**Problem to solve**
Take every line from the listing below that includes "with" and copy it.

**Data extract**
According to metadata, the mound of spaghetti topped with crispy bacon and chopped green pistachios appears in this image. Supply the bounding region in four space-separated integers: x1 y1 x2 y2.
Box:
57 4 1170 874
---
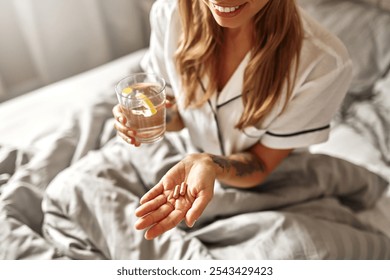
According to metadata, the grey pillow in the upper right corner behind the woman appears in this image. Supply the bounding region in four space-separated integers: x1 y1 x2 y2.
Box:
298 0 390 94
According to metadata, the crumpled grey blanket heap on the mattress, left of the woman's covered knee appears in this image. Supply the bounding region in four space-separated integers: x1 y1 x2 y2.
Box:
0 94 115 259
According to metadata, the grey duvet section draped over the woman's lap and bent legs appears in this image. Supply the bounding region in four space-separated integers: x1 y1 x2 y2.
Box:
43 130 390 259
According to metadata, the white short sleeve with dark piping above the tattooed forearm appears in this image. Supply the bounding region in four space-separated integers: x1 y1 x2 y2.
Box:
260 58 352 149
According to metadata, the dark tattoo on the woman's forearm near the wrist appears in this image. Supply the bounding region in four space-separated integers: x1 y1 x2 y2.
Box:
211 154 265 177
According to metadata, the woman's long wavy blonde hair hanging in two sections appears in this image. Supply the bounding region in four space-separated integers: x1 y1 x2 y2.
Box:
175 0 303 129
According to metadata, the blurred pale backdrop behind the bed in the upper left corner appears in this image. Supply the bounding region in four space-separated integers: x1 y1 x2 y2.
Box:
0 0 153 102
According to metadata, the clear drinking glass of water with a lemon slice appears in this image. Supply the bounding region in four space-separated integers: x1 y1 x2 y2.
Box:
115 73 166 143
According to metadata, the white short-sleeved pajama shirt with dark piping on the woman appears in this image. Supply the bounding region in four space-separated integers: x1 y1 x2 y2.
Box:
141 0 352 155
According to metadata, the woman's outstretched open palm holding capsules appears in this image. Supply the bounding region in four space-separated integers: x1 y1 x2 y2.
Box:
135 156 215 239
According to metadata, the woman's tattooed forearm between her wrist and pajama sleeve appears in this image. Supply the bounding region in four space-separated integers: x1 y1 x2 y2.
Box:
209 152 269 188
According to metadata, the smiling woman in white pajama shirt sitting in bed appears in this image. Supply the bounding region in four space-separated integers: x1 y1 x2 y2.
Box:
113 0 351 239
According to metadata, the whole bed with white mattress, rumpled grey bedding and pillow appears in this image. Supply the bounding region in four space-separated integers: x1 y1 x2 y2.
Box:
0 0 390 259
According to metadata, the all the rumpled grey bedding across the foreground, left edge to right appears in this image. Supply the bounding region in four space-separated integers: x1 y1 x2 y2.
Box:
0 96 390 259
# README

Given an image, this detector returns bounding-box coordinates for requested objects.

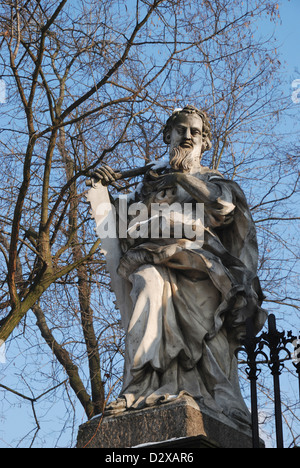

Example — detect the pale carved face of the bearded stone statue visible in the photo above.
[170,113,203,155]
* * *
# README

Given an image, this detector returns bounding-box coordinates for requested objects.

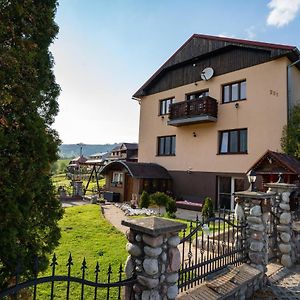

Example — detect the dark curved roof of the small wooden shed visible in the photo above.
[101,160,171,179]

**Solution to this problem**
According to metadata, the mound of spaghetti topped with crispy bacon and chopped green pistachios appears in this image. Supply the bounding region in four space-separated integers: x1 y1 x2 y2.
According to metadata, the white short sleeve with dark piping above the tattooed forearm appears in this image. Supply the bounding region in four space-separated integers: x1 y1 x2 y2.
According to metadata, the clear drinking glass of water with a lemon slice appears in this image. Supply the bounding region in four space-separated integers: x1 y1 x2 y2.
According to metadata, the white short-sleeved pajama shirt with dark piping on the woman appears in this image. Supply the bounding region in four space-separated integers: x1 y1 x2 y2.
According to metadata, the whole bed with white mattress, rumpled grey bedding and pillow appears in this image. Supply the bounding region in four space-separated integers: x1 y1 x2 y2.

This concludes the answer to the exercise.